In the rows below, from the line with "Where can the ambulance front grille" up to and including the line with "pixel 338 233", substitute "occurrence" for every "instance" and reproduce those lines with nothing else changed. Give only these lines.
(begin)
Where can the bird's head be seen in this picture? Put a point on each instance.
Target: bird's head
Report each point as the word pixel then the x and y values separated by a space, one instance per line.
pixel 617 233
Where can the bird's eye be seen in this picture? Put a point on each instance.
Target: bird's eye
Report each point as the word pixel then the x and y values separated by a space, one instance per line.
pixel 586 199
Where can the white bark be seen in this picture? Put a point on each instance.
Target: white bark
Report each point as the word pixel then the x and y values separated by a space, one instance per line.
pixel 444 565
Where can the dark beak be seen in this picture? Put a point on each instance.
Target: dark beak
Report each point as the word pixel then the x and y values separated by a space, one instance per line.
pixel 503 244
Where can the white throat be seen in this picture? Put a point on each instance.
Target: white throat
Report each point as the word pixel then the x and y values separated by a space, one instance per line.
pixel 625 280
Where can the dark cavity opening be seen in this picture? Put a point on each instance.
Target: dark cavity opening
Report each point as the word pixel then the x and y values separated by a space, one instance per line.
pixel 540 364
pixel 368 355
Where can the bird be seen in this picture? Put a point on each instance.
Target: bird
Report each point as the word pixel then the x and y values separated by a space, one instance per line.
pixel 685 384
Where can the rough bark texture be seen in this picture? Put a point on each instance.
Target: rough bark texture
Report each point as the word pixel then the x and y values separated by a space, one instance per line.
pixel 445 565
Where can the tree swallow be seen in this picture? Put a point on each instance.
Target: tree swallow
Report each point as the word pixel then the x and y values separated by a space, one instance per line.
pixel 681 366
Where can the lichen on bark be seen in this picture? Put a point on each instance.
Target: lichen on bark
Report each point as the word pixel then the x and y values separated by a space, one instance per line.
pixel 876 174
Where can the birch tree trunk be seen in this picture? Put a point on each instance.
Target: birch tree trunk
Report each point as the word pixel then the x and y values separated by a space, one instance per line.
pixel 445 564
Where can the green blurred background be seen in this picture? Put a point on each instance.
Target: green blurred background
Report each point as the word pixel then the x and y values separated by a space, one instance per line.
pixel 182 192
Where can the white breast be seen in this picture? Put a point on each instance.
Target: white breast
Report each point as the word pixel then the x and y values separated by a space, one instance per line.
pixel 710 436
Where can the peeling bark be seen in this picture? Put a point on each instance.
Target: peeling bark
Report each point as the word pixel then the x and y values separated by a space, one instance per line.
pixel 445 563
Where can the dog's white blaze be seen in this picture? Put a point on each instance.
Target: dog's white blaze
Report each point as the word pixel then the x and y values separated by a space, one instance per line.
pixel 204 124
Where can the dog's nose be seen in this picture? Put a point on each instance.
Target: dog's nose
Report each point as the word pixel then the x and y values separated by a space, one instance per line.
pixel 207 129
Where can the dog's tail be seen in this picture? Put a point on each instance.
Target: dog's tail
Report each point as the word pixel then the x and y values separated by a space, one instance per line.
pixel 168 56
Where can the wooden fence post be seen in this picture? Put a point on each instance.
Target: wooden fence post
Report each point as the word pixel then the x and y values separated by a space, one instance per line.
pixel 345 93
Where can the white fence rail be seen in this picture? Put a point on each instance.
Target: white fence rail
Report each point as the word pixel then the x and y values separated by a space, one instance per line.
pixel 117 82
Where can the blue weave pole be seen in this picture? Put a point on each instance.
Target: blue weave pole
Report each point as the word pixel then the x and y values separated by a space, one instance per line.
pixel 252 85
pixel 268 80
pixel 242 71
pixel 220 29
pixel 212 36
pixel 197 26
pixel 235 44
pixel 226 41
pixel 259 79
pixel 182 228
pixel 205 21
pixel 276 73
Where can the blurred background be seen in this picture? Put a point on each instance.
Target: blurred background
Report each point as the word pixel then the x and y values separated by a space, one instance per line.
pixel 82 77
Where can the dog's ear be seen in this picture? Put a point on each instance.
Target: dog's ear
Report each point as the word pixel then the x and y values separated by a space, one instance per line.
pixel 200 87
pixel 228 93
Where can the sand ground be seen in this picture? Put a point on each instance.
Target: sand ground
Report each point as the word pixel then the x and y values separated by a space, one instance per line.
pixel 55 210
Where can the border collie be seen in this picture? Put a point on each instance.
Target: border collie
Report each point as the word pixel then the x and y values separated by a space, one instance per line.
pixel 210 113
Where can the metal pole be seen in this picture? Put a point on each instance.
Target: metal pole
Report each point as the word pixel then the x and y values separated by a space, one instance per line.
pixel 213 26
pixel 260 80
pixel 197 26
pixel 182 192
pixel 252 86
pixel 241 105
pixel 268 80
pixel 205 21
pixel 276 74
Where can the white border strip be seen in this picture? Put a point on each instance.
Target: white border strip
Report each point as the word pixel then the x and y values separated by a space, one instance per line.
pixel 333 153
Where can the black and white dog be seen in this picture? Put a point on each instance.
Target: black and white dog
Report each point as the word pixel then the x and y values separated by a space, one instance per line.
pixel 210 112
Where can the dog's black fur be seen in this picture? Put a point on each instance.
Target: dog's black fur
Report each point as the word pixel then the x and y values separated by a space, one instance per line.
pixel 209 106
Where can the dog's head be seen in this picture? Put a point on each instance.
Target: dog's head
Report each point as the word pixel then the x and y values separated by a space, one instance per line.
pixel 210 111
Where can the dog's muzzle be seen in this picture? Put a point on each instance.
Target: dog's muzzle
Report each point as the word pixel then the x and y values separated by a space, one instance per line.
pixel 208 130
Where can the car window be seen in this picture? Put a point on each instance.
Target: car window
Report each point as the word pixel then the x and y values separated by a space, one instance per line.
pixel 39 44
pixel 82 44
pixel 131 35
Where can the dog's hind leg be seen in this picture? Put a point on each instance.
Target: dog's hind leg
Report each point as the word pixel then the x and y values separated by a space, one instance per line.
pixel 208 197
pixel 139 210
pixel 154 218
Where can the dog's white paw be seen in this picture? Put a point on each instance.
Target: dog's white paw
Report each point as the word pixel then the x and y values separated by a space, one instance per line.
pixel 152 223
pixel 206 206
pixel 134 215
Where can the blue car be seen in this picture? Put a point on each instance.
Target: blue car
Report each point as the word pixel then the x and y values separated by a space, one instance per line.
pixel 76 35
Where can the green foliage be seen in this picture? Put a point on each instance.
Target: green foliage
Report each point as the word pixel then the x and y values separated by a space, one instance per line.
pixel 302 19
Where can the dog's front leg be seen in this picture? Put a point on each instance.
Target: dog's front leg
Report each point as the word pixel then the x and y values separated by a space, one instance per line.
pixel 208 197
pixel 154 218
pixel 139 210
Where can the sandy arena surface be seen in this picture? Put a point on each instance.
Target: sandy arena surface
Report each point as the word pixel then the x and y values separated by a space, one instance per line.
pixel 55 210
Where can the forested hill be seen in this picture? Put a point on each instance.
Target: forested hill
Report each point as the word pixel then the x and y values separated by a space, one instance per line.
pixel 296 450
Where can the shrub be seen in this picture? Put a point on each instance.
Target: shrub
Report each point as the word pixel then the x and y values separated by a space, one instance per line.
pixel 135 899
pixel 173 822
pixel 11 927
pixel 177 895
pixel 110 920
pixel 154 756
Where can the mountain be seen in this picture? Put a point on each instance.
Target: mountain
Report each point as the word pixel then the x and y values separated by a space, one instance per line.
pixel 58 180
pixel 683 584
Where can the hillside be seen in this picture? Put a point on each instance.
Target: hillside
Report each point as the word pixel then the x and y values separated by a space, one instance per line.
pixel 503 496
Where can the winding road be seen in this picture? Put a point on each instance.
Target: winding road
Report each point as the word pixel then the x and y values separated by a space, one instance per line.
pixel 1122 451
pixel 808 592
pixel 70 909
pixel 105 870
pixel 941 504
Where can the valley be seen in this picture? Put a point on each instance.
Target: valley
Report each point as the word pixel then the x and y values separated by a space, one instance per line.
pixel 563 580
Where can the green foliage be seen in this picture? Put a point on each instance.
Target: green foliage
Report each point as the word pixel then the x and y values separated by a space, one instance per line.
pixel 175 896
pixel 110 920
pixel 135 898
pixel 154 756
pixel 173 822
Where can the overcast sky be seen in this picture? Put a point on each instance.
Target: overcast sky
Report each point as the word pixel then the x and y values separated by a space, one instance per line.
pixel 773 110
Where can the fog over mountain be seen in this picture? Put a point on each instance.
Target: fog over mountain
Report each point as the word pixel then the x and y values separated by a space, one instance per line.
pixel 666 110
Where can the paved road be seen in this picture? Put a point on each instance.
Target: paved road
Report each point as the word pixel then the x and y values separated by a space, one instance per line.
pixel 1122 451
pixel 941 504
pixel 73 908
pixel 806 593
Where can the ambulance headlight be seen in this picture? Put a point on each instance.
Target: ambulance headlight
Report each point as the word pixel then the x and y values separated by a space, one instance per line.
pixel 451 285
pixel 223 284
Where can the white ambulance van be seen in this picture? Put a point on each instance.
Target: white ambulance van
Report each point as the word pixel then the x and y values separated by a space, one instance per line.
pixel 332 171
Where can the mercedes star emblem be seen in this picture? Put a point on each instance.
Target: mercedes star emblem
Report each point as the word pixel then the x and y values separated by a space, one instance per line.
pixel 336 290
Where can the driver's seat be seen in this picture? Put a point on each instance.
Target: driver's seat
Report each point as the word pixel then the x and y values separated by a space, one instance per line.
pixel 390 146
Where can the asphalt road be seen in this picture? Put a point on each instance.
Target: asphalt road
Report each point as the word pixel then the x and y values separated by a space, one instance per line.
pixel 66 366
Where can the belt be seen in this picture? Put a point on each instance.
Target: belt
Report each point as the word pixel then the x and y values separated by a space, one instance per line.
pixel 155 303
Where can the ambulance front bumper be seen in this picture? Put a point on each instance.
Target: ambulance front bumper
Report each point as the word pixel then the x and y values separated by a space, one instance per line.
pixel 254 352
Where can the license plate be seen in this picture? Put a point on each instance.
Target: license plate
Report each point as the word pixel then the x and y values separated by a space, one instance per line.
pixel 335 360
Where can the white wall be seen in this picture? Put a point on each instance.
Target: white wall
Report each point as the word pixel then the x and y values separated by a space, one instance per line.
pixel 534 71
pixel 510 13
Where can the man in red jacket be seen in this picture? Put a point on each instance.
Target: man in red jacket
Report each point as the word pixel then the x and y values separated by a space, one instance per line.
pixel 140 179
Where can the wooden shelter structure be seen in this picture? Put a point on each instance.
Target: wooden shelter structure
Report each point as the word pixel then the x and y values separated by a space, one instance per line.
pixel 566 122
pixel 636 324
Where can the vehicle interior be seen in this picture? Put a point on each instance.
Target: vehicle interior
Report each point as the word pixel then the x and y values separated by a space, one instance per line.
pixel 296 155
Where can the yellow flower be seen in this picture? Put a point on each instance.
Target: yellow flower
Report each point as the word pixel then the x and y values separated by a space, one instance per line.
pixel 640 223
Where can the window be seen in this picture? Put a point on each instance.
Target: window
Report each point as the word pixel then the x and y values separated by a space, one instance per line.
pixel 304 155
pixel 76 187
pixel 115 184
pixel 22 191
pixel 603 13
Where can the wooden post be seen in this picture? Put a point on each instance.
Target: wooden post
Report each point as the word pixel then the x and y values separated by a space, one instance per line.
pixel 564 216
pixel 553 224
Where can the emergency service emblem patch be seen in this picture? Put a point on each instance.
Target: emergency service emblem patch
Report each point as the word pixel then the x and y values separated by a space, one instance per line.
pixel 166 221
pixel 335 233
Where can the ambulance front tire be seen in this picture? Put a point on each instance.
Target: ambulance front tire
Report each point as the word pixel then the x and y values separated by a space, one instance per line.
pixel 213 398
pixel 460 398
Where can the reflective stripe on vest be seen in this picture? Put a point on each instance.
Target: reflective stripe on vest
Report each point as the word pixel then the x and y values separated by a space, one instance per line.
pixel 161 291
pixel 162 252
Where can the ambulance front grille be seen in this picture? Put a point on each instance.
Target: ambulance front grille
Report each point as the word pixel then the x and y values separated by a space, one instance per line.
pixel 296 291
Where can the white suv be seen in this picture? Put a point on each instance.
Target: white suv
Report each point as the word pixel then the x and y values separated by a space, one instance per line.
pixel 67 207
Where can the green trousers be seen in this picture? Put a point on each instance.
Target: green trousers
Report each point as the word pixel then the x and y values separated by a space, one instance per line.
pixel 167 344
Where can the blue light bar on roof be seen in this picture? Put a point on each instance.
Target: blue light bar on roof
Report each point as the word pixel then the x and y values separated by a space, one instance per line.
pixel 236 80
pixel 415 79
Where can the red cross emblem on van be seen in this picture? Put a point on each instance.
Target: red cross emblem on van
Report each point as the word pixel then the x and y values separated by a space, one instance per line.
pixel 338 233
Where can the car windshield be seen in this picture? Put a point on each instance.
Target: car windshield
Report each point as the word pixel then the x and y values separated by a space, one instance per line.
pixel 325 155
(end)
■ ANSWER TO THIS EXERCISE:
Where can the ambulance front grille be seen in this picture? Put a point on each occurrence.
Target: ambulance front grille
Report each point as the word pixel then the x and y values separated by a space, one occurrence per line.
pixel 296 291
Where can the white suv be seen in this picture? Put a point on each occurrence.
Target: white suv
Report each point as the word pixel then the x and y values separated by a space, one occurrence per line.
pixel 67 207
Where can the green trousers be seen in this picture? Put a point on each occurrence.
Target: green trousers
Report each point as the word pixel then the x and y values separated by a space, one occurrence per line.
pixel 167 344
Where can the blue light bar on roof be seen in this picture? Put a point on each occurrence.
Target: blue light bar on roof
Report each point as the word pixel then the x and y values separated by a space, one occurrence per line.
pixel 236 80
pixel 415 79
Where can the red cross emblem on van be seen in this picture? Put a point on each occurrence.
Target: red cross emblem on van
Report each point as the word pixel then the x and y values separated by a space, one occurrence per line.
pixel 338 233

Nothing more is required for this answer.